_CHALLENGES_:
(a) Which lengths of time does the passage about Turcotte's recovery mention? List every one.
(b) Can you go on with the passage about Turcotte's recovery from drug addiction, starting after its last sentence?

_PASSAGE TO READ_:
****************************************

A message from his ex-wife, which came after two years of no contact, however, made Turcotte reconsider. His foster parents, who he suspected had been distancing themselves from him as a way of preparing for an overdose death they saw as inevitable, also were in touch with him after two and a half years. Inspired by the knowledge that he was still loved and cared for, Turcotte said he was honest with the addictions team about how bad his drug problems really were.

“They worked as hard as they could with me,” he said. “I just thought, let’s give this one more chance.”

Despite relapsing three times, Turcotte worked harder than ever before at getting clean. Through an immense amount of effort, Turcotte managed to stop using all drugs, and has been clean for a year. The cravings never really go away, but he’s found something more important than drugs to devote his life to – his family.

“Every time I get a craving, or wake up from a dream like that, I remember what I have, what I’ve built and how hard it was to get over it,” he said.

In addition to the love of his family, Turcotte says keeping hope alive was an integral part of his rehabilitation.

“Part of being … clean is you have to build a life that’s worth staying away from drugs for,” he said. “That’s what I’ve found.”

****************************************

_PROVIDED MATERIAL_:

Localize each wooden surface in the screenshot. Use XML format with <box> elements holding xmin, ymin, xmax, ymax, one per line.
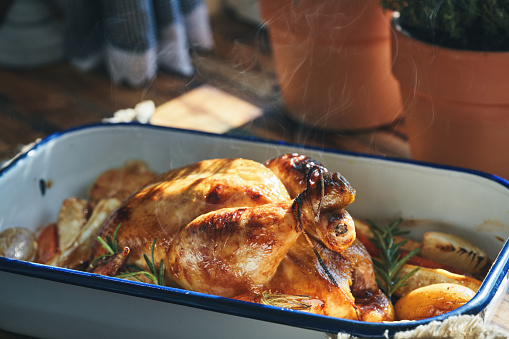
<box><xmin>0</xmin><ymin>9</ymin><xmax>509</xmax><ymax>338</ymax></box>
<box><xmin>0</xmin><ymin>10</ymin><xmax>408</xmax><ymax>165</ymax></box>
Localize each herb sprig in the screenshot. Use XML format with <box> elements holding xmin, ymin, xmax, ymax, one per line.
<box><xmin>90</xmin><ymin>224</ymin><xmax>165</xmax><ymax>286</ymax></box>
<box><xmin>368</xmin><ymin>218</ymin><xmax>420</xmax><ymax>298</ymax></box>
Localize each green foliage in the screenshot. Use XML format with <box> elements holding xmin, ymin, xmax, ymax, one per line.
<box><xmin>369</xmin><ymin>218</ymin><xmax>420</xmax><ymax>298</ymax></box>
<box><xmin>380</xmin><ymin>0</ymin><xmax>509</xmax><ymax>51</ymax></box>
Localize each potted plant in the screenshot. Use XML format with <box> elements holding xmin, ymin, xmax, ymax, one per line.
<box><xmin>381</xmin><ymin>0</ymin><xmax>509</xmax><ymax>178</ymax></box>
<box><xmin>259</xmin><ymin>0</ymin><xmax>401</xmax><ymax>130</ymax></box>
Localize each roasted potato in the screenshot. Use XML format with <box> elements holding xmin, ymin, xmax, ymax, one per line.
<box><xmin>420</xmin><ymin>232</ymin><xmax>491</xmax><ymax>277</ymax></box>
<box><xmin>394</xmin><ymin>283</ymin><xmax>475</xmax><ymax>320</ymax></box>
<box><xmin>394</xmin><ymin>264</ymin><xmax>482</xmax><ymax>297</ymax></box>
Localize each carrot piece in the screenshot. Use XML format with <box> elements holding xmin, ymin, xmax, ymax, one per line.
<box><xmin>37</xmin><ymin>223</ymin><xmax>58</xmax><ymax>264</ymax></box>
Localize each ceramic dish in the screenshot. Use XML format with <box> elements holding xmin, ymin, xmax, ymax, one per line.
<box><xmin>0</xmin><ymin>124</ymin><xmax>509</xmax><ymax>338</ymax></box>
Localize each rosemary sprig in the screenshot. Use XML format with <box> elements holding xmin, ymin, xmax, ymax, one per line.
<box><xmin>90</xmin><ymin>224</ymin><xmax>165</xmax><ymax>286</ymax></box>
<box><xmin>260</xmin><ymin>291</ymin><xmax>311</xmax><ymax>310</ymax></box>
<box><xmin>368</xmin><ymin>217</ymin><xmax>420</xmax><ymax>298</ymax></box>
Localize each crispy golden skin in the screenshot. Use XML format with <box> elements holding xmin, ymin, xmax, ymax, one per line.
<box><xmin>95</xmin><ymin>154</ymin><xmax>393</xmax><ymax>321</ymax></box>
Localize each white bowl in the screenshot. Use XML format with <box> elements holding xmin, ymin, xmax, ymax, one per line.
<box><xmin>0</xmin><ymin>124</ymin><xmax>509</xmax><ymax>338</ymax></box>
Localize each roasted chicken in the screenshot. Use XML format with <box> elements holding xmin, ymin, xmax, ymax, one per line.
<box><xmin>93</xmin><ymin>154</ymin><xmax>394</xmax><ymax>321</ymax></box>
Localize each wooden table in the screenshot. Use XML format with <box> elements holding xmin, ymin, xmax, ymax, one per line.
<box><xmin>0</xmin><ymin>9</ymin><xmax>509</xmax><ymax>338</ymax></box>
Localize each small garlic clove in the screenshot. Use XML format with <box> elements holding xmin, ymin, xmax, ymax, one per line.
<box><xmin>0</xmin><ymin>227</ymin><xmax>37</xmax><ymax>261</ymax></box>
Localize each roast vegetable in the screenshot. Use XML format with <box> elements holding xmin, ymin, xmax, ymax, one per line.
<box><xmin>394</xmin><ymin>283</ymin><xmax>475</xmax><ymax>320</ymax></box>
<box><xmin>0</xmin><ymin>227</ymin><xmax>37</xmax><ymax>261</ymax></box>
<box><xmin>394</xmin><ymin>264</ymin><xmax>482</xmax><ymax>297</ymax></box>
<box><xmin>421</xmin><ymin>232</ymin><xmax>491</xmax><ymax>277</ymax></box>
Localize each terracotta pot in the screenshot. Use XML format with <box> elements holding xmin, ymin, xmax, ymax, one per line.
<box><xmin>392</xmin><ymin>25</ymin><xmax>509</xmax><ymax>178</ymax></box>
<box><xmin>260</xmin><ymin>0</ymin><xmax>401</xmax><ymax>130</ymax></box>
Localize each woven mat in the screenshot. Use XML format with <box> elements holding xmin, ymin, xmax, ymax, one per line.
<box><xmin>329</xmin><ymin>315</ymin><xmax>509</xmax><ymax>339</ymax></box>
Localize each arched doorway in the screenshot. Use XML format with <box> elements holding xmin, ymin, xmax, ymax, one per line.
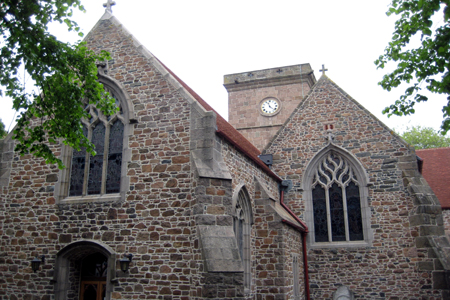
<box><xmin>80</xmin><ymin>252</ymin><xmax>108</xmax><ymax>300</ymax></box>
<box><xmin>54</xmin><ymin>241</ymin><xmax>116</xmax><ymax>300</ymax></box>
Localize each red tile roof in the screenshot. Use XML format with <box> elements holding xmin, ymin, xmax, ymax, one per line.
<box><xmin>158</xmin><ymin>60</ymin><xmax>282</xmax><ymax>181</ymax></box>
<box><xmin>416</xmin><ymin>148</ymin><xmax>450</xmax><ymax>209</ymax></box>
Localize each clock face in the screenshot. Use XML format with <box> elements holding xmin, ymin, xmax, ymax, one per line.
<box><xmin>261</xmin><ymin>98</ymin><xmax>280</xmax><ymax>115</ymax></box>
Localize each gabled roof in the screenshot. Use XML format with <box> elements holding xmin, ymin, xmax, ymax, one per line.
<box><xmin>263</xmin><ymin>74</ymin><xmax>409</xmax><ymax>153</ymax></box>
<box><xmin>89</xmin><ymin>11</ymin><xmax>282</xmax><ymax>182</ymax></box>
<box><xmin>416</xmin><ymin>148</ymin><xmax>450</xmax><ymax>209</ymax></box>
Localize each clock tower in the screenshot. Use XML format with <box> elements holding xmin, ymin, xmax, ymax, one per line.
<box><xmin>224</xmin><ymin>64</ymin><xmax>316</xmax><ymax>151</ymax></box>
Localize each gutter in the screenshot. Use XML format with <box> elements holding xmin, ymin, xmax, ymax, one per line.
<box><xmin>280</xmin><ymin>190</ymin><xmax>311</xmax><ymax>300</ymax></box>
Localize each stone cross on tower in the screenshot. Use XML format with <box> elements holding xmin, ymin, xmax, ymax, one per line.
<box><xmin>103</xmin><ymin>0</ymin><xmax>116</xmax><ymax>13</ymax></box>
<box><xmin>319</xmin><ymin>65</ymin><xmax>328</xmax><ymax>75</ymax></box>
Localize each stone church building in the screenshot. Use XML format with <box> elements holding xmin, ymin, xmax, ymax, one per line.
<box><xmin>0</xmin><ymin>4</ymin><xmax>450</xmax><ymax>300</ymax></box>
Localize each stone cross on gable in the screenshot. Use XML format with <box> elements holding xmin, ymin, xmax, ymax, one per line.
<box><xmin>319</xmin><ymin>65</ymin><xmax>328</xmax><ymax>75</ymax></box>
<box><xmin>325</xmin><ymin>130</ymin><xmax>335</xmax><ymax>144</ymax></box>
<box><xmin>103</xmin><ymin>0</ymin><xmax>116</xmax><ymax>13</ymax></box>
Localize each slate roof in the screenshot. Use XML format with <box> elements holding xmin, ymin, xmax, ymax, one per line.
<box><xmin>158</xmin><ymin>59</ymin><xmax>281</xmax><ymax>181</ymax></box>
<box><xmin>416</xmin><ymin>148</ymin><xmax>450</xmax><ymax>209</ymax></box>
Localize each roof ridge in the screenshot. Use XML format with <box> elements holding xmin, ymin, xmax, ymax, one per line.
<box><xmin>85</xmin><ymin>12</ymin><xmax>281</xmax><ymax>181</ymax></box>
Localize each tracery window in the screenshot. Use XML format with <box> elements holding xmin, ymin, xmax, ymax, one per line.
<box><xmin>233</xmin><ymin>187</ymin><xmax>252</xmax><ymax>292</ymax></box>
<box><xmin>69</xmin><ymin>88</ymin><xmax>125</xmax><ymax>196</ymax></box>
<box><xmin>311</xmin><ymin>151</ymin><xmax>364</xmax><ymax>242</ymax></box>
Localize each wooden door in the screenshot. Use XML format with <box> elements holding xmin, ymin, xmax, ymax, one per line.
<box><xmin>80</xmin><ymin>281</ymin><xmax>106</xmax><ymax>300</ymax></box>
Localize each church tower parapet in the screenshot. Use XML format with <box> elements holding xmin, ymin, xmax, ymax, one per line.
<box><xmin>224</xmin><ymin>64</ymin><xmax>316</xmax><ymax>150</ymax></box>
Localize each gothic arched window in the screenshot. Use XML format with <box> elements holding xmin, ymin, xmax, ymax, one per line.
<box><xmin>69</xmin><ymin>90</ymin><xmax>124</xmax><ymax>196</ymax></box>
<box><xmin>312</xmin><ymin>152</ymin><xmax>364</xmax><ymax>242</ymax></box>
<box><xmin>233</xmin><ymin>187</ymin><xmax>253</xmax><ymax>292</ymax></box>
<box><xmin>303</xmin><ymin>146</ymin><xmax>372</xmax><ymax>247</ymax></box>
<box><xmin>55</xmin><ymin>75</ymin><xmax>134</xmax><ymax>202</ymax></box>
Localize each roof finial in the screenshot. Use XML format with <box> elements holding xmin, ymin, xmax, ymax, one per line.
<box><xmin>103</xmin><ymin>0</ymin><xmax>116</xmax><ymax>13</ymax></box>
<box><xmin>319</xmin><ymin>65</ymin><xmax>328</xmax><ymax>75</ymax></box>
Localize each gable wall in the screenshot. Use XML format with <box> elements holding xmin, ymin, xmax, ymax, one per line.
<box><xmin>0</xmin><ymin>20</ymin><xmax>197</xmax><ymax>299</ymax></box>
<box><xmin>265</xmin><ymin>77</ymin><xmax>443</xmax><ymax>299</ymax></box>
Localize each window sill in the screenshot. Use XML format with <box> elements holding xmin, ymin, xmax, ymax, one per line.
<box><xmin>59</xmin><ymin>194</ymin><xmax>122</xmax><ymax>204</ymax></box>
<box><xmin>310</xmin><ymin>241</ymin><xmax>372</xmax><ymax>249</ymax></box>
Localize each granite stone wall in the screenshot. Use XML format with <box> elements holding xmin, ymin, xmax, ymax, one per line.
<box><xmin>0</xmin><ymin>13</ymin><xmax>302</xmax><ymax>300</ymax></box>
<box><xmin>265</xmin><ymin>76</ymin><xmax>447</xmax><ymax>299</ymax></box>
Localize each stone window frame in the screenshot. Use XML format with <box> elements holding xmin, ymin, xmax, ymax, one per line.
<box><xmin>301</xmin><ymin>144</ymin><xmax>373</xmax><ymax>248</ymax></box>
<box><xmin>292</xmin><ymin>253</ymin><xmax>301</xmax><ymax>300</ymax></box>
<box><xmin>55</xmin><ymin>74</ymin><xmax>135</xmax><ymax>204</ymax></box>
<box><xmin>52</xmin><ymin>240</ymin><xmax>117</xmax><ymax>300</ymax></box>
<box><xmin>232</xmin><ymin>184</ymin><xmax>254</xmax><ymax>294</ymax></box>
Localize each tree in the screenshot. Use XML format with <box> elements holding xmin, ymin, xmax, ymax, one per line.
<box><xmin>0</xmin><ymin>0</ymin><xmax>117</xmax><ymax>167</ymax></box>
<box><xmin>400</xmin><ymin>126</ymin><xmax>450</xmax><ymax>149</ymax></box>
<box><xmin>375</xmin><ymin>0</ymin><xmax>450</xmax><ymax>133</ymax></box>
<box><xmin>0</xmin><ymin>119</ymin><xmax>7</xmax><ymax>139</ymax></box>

****************************************

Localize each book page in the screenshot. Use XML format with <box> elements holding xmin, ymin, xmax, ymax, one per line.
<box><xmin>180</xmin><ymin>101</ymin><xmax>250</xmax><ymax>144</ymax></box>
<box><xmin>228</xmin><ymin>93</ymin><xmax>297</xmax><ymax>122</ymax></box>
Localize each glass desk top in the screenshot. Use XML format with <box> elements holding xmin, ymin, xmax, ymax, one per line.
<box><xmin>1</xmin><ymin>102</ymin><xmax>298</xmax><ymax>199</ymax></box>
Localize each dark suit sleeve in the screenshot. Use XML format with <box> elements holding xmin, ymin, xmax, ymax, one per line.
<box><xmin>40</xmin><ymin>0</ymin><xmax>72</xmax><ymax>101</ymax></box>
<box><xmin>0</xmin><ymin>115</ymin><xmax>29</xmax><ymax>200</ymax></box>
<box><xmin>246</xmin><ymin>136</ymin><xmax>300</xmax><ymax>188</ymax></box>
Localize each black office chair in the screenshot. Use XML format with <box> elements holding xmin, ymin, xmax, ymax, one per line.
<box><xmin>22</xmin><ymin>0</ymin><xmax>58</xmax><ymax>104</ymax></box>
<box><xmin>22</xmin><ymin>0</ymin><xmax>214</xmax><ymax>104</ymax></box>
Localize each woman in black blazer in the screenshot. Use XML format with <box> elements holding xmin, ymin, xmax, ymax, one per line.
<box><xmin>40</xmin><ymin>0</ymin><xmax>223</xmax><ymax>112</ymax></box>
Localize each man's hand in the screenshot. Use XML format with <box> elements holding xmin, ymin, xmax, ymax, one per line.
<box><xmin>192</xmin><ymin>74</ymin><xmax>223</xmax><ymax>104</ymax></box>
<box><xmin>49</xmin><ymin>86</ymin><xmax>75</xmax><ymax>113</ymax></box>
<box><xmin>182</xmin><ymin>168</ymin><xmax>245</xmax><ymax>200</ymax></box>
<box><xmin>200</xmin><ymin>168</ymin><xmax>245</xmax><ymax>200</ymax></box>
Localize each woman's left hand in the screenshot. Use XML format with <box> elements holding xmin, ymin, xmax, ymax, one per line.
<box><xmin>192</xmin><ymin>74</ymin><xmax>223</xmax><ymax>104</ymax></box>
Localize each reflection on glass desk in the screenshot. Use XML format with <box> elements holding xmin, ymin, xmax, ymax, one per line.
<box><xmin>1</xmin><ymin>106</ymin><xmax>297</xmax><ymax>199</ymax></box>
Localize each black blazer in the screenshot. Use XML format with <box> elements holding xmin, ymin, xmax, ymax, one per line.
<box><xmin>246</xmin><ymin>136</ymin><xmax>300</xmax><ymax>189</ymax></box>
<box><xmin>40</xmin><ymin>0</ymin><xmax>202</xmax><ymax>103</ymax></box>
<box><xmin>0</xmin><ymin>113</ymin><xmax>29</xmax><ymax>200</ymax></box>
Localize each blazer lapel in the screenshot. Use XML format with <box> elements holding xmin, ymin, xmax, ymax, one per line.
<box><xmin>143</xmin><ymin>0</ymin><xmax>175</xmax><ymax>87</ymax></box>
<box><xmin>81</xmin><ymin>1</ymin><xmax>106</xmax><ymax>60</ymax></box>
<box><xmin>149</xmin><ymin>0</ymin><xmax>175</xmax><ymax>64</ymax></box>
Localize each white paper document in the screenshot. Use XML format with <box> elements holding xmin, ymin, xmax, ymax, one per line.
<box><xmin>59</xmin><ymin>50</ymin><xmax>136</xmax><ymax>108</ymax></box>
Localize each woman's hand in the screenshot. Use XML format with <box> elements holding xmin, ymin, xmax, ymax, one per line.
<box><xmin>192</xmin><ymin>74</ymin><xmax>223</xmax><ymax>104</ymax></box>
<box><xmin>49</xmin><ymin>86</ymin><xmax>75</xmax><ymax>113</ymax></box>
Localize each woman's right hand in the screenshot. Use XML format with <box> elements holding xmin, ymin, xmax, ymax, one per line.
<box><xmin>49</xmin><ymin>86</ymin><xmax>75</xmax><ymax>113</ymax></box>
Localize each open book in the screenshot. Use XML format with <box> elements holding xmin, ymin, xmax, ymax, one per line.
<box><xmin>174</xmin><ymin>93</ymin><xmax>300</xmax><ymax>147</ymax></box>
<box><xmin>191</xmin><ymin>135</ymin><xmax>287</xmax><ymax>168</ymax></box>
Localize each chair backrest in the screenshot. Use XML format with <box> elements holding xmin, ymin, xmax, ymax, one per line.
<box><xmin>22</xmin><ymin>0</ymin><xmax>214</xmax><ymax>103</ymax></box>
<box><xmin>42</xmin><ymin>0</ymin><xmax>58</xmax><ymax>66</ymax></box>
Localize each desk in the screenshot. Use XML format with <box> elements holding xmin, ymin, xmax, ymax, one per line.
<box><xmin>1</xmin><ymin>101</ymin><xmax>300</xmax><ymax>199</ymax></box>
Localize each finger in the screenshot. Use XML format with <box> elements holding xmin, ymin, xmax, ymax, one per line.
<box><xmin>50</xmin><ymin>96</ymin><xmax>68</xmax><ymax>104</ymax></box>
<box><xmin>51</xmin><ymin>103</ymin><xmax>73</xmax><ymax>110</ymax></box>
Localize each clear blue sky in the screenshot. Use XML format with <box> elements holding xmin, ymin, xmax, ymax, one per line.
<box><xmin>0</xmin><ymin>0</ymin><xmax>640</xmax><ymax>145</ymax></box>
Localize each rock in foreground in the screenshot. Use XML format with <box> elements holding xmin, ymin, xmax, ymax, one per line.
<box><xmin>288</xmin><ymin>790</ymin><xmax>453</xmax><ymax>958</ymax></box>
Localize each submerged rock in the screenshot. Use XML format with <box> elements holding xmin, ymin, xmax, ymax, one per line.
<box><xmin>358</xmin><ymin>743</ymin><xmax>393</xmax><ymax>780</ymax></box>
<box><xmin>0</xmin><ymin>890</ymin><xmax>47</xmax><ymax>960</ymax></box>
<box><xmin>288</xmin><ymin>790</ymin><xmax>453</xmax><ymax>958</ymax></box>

****************************************

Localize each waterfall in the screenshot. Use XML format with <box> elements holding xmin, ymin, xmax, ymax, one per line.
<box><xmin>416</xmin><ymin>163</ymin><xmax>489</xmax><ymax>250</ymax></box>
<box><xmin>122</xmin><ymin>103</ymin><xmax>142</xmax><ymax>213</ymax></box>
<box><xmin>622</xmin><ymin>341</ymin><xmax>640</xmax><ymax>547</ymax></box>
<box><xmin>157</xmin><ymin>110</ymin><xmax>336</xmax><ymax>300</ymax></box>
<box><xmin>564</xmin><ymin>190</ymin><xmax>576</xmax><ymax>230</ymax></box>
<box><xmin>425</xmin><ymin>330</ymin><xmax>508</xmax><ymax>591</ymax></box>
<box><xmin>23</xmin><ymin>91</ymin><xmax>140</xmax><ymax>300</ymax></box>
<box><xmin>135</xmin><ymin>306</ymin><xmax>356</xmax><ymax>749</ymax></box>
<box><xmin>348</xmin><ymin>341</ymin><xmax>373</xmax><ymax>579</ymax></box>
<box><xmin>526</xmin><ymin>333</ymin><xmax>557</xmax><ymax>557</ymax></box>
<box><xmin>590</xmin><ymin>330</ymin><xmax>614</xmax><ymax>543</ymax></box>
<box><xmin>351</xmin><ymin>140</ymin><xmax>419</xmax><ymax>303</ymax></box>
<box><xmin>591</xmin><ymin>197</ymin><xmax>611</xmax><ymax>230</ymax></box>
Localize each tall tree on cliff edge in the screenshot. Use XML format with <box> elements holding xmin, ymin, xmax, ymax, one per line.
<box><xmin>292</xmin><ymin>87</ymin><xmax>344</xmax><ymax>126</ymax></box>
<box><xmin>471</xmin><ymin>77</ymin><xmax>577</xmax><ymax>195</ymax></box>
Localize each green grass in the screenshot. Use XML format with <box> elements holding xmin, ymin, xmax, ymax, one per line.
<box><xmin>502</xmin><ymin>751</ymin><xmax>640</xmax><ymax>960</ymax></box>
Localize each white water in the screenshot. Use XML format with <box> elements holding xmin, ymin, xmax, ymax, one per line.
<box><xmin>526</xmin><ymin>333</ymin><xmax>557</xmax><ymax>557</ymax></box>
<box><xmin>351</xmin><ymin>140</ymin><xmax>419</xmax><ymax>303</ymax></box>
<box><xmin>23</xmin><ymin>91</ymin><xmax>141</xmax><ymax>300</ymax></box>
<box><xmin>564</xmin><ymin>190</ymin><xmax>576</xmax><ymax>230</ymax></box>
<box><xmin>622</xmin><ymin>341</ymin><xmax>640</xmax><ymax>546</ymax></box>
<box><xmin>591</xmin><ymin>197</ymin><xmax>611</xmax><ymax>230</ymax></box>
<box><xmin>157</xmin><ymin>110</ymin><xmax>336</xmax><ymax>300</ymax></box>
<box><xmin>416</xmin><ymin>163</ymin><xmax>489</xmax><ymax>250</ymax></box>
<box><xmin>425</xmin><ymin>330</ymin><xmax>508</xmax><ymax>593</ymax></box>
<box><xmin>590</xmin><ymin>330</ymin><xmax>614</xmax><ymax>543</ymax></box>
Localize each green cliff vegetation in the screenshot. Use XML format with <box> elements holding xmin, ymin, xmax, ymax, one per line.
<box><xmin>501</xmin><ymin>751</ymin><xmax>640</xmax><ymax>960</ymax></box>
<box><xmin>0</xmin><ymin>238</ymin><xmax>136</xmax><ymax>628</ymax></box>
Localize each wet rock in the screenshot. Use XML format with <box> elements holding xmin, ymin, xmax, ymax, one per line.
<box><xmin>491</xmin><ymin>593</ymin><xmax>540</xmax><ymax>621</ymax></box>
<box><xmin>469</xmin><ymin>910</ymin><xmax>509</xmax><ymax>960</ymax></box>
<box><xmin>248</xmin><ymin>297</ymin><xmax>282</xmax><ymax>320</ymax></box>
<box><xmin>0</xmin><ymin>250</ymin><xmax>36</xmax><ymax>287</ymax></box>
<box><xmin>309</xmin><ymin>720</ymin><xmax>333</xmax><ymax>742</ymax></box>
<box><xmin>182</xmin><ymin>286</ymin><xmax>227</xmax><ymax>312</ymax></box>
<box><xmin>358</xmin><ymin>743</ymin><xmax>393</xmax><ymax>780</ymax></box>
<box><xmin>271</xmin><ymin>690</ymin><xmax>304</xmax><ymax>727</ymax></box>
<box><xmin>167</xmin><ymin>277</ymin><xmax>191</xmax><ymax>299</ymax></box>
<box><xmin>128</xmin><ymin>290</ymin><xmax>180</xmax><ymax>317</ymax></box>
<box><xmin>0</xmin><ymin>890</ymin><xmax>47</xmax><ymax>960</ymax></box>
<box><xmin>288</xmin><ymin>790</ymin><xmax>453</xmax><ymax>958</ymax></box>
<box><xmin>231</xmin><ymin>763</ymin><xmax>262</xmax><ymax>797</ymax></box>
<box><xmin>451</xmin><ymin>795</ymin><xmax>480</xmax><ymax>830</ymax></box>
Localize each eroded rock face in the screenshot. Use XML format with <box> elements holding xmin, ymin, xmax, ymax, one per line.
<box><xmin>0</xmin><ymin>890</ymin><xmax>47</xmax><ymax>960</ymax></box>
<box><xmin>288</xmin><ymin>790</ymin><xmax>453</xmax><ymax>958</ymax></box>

****************************************

_RESULTS OF THE EXERCISE_:
(a)
- two years (of no contact with his ex-wife)
- two and a half years (before his foster parents were in touch with him)
- a year (clean)

(b)
Now, Turcotte is focused on his role as a father and soon-to-be husband to his ex-wife, who he proposed marriage to again on Feb. 18. He’s also passionate about sharing his story, as painful as it is, with young people, hoping to keep them far away from the substances that caused him and others so much pain.

“The drug lifestyle they see in movies and music and stuff – they don’t see the other side of it. They don’t see what’s at stake,” he said.

Turcotte will be speaking with students and sharing a much more watered-down version of his life story with them in the coming weeks, and is hoping he will get the chance to talk to more people, and prevent more suffering, in the near future. Anyone interested in booking him to speak can contact him at rojopanelli@gmail.com.

Regret lies heavy on the shoulders of Dale Turcotte. But, bolstered by a hope he’s found in his family and community, that regret is now tempered with a purpose; a calling to help keep others away from a life that nearly claimed his own.